Activity: Every entry must be printed again exactly, with nothing left out.

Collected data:
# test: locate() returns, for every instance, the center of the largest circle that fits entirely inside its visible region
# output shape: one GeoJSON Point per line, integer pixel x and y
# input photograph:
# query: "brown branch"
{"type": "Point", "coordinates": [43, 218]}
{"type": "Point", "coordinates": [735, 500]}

Exercise solution:
# test: locate() returns, for every instance, the center of the largest circle that fits entirely inside its visible region
# output shape: one GeoJSON Point per line, integer pixel x and y
# input photograph:
# query: "brown branch"
{"type": "Point", "coordinates": [43, 218]}
{"type": "Point", "coordinates": [735, 500]}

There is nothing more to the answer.